* [Problem]
Which lines in the items below contain the word "pole"? Pick out each of those lines and copy it.

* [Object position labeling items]
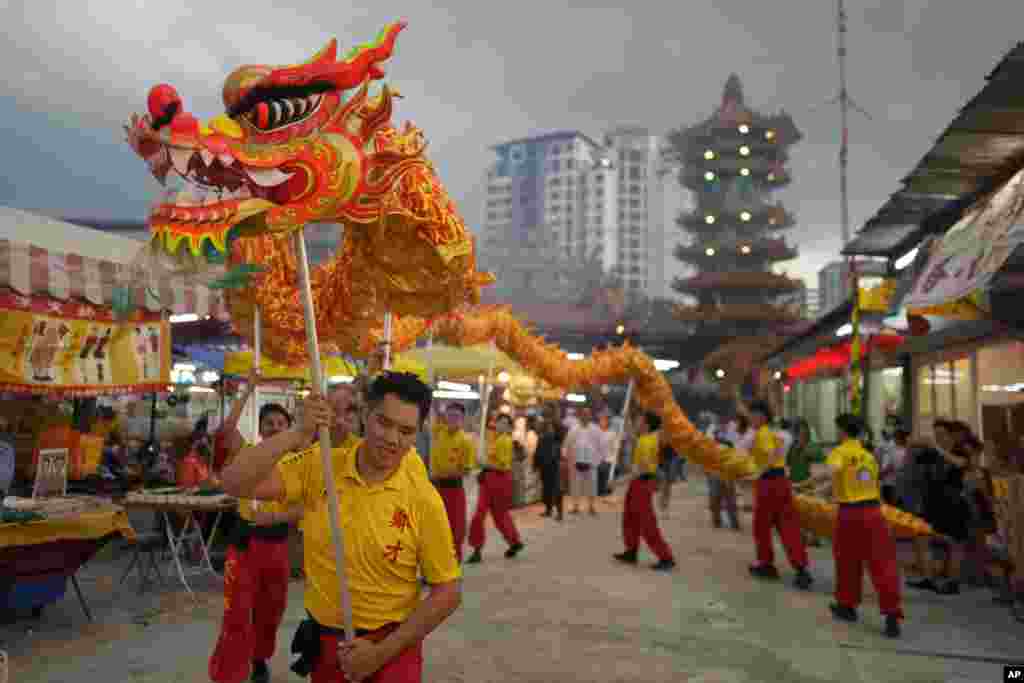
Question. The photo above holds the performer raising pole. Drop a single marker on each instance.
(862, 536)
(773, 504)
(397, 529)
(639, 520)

* * *

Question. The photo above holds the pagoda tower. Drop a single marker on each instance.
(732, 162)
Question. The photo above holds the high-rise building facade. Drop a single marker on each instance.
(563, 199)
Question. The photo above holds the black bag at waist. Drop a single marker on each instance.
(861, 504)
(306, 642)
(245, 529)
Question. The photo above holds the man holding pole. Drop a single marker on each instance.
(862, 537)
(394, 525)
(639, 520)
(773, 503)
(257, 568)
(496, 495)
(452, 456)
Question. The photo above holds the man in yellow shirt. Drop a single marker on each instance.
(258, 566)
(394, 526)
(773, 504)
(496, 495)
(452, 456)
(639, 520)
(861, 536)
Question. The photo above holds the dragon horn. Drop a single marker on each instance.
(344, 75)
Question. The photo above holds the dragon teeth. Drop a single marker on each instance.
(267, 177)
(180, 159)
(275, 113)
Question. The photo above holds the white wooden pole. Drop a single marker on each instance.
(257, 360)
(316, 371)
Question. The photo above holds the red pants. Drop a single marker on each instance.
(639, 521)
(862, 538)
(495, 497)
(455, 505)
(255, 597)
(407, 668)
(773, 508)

...

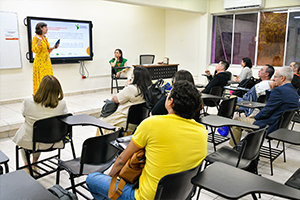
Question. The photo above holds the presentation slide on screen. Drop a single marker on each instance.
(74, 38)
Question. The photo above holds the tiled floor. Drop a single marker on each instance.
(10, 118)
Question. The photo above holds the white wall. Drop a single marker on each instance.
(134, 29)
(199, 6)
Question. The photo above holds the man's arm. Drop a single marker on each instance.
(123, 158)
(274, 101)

* [Answer to the task]
Question. The photo above holds the performer raising pole. Drop a single marker on each instance.
Question. The photo above holds the man holding pole. Drop a single marker on each instance.
Question. The photo above holds the white wooden pole. Drop a single marker on each instance.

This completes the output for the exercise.